**DATA**
• • • • • • •

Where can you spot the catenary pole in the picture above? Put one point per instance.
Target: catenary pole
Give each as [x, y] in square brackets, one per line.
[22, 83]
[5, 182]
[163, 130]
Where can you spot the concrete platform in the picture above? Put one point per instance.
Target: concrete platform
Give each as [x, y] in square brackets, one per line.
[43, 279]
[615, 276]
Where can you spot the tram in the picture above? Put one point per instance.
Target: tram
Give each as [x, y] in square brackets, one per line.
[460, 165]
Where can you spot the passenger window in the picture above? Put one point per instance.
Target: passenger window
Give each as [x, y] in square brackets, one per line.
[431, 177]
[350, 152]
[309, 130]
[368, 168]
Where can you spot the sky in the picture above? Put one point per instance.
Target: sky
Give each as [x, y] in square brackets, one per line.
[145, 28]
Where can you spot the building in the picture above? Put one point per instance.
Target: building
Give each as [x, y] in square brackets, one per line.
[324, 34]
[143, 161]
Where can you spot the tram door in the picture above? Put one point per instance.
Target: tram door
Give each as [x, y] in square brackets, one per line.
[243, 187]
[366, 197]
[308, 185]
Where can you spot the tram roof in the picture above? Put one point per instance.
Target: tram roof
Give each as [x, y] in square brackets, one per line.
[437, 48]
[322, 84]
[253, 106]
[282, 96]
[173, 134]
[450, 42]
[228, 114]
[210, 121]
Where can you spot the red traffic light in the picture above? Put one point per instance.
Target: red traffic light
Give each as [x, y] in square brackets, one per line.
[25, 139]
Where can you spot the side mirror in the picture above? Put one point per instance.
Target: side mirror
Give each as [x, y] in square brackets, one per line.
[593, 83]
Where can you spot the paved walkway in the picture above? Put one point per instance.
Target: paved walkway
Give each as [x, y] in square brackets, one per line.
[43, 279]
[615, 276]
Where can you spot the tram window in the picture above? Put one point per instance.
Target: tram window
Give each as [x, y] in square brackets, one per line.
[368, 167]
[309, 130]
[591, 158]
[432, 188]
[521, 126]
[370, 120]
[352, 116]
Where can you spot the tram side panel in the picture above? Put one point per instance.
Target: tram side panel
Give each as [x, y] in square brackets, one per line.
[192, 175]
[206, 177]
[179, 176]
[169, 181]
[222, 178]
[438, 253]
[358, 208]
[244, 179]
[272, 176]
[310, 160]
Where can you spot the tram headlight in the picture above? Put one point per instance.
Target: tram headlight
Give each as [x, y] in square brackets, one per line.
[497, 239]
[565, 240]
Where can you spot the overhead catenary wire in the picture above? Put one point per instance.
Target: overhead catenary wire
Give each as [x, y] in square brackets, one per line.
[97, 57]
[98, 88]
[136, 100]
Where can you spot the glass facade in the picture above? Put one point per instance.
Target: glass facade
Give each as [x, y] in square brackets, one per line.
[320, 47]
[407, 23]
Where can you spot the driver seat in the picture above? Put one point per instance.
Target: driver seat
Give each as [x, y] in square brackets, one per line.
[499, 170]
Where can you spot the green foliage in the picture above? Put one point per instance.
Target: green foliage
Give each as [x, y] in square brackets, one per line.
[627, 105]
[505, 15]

• • • • • • •

**WHAT YOU HAVE TO DO**
Which of the lines in the material above contain "platform"? Copy each one out.

**SOLUTION**
Where can you spot the concrete platform in the picture above? Put one point per instance.
Target: concrete platform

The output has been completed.